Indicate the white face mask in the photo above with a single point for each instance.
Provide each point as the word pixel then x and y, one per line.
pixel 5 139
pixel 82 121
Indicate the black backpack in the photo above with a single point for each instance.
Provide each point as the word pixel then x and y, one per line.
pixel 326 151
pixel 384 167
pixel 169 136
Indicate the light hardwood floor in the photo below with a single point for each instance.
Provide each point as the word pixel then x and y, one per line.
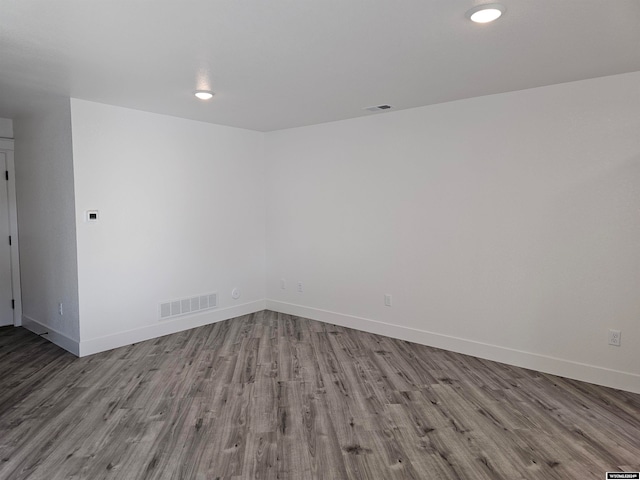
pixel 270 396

=-=-=

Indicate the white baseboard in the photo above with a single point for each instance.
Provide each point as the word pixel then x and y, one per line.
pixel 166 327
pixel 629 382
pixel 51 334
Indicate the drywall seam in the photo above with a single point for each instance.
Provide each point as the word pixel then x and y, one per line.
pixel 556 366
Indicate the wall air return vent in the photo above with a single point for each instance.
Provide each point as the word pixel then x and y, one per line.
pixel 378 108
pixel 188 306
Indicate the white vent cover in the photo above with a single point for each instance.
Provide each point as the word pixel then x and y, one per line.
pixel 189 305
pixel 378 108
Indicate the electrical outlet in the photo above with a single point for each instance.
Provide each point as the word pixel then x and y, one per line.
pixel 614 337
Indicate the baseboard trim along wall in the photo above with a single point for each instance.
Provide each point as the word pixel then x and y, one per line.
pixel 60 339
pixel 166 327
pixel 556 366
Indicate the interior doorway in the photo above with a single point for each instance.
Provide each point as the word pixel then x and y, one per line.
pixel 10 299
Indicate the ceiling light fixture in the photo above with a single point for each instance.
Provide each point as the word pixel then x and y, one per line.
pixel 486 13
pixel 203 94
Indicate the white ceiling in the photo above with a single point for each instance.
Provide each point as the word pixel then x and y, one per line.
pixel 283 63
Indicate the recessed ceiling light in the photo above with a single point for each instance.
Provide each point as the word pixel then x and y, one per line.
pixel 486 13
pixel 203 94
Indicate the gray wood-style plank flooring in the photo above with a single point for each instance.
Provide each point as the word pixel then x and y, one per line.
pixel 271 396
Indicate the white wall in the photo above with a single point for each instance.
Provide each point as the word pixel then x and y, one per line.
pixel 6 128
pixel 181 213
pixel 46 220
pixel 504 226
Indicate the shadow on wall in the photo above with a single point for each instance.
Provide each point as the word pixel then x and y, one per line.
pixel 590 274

=-=-=

Count the lines of the material above that contain the word "vent" and reply with only that number.

__THE SOLUTION__: 2